* _Aim 1_
Count the lines in the rows below that contain the word "metal", treating uppercase and lowercase as different, and reply with the number alone.

* _Excerpt_
[start]

Electrical control of spontaneous emission and strong coupling for a single quantum dot
A. Laucht (1), F. Hofbauer (1), N. Hauke (1), J. Angele (1), S. Stobbe, (2), M. Kaniber (1), G. B\"ohm (1), P. Lodahl (2), M.-C. Amann (1), J. J., Finley (1) ((1) Walter Schottky Institut, Technische Universit\"at M\"unchen,, Germany, (2) DTU Fotonik

TL;DR
This paper demonstrates electrically tunable single quantum dot-photonic crystal nanocavities, enabling reversible control of light-matter interaction regimes and paving the way for integrated quantum photonic devices.
Contribution
It introduces a method to electrically control quantum dot-cavity coupling via the quantum confined Stark effect, achieving reversible tuning and strong coupling at the single-photon level.
Findings
Quantum confined Stark effect enables reversible tuning of dot-cavity coupling.
Vacuum Rabi splittings up to 0.13 meV observed, larger than linewidths.
Electrical control of spontaneous emission rates and zero-dimensional polaritons demonstrated.

[end]

* _Aim 2_
Return everything in the quantum dot summary above from "Contribution" down to "zero-dimensional polaritons demonstrated.", copied word for word.

* _Supplied data_
[start]

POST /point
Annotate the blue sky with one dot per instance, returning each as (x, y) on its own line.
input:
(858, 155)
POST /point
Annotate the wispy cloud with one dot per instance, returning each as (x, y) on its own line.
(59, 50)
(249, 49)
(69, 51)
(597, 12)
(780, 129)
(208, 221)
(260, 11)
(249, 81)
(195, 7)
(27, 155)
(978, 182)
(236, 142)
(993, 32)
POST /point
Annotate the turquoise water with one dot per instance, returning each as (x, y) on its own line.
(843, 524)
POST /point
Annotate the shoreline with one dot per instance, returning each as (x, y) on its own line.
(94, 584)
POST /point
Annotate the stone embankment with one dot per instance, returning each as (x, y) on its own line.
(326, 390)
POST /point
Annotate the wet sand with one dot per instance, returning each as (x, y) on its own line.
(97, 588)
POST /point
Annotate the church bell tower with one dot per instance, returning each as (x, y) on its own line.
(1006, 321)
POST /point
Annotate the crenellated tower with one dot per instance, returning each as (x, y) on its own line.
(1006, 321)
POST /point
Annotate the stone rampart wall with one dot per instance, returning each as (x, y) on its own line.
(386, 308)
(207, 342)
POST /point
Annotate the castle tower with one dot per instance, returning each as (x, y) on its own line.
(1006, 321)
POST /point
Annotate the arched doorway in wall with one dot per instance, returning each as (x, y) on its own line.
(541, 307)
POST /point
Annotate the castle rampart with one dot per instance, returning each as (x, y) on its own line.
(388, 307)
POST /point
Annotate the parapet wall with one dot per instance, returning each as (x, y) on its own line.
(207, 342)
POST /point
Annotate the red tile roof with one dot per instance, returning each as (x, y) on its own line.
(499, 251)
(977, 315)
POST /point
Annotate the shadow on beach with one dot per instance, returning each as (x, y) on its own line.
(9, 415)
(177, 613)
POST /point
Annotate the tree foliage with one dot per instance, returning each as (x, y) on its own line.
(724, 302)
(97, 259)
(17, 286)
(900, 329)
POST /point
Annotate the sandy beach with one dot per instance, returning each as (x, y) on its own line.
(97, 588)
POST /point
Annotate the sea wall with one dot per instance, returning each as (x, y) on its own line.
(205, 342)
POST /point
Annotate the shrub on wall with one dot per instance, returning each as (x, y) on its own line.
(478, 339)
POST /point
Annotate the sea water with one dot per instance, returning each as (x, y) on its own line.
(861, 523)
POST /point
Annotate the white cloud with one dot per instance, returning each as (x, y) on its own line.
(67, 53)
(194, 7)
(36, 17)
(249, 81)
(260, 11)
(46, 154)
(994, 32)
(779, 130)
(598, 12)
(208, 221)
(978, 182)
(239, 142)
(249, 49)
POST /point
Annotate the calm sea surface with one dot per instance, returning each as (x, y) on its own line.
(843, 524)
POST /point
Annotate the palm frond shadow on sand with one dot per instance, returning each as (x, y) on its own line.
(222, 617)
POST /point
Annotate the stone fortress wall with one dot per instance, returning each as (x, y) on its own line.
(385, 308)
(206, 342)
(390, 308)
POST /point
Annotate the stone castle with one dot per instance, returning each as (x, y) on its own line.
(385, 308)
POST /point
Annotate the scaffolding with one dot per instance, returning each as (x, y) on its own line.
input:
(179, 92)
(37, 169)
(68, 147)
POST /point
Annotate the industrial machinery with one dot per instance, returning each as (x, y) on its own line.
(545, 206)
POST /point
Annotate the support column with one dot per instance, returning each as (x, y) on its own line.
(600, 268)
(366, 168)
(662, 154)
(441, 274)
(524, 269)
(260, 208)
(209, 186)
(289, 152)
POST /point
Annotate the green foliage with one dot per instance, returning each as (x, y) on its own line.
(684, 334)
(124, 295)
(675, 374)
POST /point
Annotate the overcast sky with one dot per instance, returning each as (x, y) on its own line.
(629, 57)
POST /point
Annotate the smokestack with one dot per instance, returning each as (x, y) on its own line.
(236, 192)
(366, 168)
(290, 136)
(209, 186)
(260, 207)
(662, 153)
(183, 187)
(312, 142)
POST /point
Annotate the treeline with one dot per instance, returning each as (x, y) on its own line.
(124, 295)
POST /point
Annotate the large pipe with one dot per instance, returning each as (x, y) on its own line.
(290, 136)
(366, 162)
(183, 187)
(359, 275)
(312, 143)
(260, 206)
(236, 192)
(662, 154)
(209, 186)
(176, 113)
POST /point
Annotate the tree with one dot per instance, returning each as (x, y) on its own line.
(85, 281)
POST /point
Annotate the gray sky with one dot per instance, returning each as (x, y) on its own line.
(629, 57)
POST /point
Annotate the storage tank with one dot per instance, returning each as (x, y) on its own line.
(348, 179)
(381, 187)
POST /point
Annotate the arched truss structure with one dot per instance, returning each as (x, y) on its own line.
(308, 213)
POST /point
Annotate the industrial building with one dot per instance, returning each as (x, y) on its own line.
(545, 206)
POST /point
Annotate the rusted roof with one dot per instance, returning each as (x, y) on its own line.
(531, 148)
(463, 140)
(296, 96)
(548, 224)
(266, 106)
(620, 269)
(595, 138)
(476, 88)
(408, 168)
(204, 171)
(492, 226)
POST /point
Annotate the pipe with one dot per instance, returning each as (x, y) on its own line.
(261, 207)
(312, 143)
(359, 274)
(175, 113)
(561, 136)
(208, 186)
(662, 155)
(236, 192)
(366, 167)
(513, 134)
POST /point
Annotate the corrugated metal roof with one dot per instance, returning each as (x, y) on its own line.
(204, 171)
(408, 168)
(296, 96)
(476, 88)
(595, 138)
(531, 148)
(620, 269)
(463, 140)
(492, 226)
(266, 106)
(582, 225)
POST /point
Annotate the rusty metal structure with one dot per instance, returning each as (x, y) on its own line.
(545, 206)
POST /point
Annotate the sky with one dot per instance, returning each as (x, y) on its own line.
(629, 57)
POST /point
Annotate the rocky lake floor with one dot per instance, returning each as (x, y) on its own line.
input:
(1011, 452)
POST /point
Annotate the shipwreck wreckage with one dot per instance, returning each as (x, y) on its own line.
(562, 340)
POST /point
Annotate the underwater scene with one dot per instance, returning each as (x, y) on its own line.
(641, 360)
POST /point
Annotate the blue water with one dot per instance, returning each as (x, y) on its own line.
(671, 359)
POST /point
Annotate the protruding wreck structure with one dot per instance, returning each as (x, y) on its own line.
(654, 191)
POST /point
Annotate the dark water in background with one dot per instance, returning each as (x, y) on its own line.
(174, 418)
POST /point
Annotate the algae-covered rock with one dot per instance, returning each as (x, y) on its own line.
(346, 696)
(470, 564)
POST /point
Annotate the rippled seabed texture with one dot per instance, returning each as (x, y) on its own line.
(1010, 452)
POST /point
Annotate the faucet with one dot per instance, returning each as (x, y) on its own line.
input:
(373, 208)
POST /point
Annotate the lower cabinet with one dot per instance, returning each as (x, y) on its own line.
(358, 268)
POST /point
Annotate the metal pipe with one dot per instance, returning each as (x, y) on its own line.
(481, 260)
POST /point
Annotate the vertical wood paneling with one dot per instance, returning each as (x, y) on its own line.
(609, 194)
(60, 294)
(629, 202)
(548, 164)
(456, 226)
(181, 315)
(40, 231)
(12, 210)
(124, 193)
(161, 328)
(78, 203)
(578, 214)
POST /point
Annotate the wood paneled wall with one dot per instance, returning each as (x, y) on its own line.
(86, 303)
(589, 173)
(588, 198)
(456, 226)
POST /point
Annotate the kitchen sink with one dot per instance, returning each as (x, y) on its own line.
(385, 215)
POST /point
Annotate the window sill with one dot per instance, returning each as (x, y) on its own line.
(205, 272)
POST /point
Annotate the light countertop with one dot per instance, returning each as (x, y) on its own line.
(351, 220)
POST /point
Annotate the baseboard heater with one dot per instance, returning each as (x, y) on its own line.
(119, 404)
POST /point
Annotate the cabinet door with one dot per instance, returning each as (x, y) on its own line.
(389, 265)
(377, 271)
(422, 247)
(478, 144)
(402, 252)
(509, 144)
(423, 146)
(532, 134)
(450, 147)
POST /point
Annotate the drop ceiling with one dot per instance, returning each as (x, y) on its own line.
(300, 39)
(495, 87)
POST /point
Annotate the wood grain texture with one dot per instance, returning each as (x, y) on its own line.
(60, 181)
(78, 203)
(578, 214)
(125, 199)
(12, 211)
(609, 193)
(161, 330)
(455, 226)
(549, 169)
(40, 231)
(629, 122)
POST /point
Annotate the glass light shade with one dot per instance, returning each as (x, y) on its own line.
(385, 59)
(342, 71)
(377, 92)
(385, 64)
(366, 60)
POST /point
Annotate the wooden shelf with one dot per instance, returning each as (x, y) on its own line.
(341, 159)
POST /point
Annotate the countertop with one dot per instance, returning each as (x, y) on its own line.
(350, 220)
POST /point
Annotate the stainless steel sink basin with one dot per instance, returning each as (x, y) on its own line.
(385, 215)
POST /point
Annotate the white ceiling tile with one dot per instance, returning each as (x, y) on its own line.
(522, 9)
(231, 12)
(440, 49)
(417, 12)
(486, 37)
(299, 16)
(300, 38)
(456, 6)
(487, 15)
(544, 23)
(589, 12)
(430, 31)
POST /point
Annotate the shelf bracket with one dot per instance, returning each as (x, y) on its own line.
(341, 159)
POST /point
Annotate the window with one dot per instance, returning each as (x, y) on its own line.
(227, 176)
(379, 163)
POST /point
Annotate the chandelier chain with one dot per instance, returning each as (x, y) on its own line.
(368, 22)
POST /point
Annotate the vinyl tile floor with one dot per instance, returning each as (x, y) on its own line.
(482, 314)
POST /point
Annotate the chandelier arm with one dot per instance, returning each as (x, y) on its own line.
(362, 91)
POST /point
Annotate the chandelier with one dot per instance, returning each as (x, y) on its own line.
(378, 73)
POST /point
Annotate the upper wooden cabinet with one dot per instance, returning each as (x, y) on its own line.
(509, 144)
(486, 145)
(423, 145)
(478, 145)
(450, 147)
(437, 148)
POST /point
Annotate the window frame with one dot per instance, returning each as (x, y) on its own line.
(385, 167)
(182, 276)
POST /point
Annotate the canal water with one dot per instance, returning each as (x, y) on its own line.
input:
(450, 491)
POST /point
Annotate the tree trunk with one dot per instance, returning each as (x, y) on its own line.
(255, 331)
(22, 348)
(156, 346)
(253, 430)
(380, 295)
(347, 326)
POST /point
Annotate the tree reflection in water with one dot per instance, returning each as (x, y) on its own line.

[end]

* _Output 1_
3

* _Output 2_
Contribution
It introduces a method to electrically control quantum dot-cavity coupling via the quantum confined Stark effect, achieving reversible tuning and strong coupling at the single-photon level.
Findings
Quantum confined Stark effect enables reversible tuning of dot-cavity coupling.
Vacuum Rabi splittings up to 0.13 meV observed, larger than linewidths.
Electrical control of spontaneous emission rates and zero-dimensional polaritons demonstrated.